WORK REQUEST
Return the tail of the records exactly, starting from the line containing "man's hand, one" and ending with the final line.

Segment Open

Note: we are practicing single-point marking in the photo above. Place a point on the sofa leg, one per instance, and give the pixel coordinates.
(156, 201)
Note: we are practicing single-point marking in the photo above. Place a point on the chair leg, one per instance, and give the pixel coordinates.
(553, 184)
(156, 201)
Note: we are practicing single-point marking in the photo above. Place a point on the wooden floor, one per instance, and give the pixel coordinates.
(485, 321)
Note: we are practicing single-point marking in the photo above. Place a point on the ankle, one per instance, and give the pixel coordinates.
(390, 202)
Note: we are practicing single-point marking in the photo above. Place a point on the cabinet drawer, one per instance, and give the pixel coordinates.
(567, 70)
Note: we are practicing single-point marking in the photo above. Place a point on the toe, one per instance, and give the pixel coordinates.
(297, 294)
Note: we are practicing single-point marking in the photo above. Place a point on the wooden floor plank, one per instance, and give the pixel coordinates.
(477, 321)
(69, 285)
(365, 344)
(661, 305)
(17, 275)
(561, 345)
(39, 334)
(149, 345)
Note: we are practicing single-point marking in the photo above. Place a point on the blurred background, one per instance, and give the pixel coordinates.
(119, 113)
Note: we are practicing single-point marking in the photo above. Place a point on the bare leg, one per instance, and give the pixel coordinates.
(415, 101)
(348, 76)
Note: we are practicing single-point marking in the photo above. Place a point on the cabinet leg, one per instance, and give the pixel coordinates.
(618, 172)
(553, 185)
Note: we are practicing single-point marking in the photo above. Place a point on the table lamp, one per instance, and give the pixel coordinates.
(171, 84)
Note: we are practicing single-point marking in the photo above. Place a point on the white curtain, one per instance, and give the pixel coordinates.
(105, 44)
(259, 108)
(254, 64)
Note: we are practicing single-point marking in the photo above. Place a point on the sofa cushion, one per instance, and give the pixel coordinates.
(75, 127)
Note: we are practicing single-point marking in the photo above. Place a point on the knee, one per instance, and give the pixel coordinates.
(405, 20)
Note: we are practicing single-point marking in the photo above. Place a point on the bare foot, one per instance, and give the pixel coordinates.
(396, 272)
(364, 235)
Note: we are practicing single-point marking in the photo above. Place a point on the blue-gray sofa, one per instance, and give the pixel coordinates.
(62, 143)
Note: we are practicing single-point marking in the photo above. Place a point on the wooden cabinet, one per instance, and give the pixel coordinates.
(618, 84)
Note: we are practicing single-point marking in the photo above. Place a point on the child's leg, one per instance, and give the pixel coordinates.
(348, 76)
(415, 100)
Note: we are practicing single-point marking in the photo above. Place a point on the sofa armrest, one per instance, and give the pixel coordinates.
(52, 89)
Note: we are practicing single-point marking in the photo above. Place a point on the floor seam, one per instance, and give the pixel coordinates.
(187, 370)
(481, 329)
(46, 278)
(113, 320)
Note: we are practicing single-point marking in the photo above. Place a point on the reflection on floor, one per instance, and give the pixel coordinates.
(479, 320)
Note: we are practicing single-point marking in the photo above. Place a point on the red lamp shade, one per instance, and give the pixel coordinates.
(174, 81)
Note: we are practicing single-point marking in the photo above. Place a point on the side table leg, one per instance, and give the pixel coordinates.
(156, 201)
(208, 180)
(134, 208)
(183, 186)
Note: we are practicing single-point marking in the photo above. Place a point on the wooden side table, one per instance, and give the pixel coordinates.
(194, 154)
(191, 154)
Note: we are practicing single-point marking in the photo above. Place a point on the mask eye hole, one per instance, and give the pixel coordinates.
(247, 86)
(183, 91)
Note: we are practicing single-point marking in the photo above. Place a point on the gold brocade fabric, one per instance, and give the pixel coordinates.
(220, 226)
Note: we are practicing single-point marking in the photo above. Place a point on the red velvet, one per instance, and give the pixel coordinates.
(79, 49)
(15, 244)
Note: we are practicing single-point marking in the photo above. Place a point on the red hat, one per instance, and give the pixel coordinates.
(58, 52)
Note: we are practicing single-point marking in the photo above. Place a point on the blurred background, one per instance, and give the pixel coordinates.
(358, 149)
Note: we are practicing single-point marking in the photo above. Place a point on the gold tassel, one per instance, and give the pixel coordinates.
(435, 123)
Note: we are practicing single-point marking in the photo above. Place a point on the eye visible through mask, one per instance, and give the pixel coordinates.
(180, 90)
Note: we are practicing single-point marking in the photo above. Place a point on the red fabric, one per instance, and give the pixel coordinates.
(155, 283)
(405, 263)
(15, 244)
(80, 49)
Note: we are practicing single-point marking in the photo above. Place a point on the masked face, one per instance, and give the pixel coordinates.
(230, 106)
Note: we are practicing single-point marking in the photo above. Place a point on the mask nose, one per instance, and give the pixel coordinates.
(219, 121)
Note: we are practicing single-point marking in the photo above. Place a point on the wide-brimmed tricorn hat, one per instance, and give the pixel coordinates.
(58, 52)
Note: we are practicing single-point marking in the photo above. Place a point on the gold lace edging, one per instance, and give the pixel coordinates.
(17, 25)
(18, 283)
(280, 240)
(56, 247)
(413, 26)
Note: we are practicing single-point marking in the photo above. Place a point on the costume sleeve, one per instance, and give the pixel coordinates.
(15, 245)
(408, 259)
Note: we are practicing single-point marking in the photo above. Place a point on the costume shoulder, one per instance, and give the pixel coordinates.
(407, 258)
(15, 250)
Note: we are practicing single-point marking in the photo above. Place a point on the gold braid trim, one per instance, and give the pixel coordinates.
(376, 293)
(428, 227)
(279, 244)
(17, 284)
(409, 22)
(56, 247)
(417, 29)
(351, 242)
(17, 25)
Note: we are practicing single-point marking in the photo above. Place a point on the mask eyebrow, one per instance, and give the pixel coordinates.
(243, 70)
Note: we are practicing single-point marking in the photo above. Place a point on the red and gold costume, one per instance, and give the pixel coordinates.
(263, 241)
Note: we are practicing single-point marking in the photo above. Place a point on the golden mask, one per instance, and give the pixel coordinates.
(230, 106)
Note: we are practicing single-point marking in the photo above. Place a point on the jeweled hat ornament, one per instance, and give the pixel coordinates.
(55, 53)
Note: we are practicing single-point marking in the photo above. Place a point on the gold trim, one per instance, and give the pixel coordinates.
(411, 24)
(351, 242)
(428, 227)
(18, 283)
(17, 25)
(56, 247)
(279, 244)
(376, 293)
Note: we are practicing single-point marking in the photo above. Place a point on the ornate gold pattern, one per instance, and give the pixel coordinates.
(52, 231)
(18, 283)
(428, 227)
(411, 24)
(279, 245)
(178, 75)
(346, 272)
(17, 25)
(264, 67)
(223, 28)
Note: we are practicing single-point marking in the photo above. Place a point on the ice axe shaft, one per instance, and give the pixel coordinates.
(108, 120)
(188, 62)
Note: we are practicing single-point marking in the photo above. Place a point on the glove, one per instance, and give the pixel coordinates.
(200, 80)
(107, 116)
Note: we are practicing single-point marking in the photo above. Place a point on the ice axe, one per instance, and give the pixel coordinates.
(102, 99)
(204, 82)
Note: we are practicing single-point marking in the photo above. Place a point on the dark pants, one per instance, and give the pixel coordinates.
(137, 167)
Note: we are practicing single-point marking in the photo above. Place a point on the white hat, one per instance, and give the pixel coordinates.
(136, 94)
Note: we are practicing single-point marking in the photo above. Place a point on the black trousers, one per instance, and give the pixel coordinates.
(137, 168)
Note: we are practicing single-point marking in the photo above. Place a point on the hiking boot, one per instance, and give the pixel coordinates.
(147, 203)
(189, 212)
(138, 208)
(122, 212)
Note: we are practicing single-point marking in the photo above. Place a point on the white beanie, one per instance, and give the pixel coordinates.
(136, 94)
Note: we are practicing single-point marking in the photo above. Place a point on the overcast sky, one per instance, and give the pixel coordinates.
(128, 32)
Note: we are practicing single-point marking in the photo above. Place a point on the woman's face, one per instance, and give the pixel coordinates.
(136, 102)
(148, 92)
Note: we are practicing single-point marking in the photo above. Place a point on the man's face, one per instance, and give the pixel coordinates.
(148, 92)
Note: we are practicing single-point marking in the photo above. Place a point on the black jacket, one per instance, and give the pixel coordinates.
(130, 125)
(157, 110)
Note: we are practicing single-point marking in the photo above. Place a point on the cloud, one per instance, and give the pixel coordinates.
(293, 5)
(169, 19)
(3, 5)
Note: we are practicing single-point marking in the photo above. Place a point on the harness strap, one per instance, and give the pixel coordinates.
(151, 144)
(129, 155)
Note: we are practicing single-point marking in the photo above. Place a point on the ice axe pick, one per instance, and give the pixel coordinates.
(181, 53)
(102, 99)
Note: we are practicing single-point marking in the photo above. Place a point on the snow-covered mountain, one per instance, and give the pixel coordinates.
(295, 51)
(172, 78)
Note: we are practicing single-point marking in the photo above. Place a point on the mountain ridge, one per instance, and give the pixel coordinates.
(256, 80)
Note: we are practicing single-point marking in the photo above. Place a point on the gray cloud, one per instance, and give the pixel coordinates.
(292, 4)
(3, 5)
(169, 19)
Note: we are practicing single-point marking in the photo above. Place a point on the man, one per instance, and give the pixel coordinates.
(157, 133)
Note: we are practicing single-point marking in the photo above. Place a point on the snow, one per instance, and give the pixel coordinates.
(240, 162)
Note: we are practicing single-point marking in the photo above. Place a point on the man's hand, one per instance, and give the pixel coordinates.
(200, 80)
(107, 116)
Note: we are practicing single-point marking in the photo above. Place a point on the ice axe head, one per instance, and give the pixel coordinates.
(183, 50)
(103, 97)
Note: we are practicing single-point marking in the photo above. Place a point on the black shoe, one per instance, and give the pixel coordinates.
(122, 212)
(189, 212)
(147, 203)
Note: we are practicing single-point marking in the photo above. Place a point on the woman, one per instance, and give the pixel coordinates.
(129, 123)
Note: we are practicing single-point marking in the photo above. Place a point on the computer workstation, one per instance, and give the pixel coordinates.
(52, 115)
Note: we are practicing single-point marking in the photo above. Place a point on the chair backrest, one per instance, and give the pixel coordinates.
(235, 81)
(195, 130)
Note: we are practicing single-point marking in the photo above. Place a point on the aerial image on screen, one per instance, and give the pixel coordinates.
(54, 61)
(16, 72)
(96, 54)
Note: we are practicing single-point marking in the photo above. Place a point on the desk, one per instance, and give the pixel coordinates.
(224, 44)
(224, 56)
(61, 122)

Segment Closed

FINISHED EXERCISE
Note: we are practicing single-point marking in the photo above. Place a point on the man's hand, one per instance, and give the pixel coordinates.
(200, 80)
(107, 116)
Note: we are practicing single-point marking in the photo above. Place a point on the ice axe head, one per instance, and give the pixel coordinates.
(183, 50)
(103, 97)
Note: we are practicing single-point marking in the photo above. Place a point on the black shoe, one per instance, and give the pixel coordinates.
(122, 212)
(189, 212)
(147, 203)
Note: we are practicing single-point marking in the photo above. Place a point on the woman, one per instance, and give the pixel coordinates.
(129, 123)
Note: we are practicing single-point marking in the photo above. Place a point on the computer workstation, one per instance, and give the pixel coordinates.
(52, 115)
Note: we are practicing single-point marking in the photo above. Place a point on the chair backrest, one per instance, and give the pixel coordinates.
(235, 81)
(195, 130)
Note: we are practicing single-point marking in the photo above. Place a point on the aerial image on screen, one per instance, and give the pixel coordinates.
(54, 61)
(16, 72)
(96, 54)
Note: we are practicing single-point marking in the photo above. Place a point on the desk, one per instance, and give the pixel coordinates.
(224, 44)
(224, 56)
(61, 122)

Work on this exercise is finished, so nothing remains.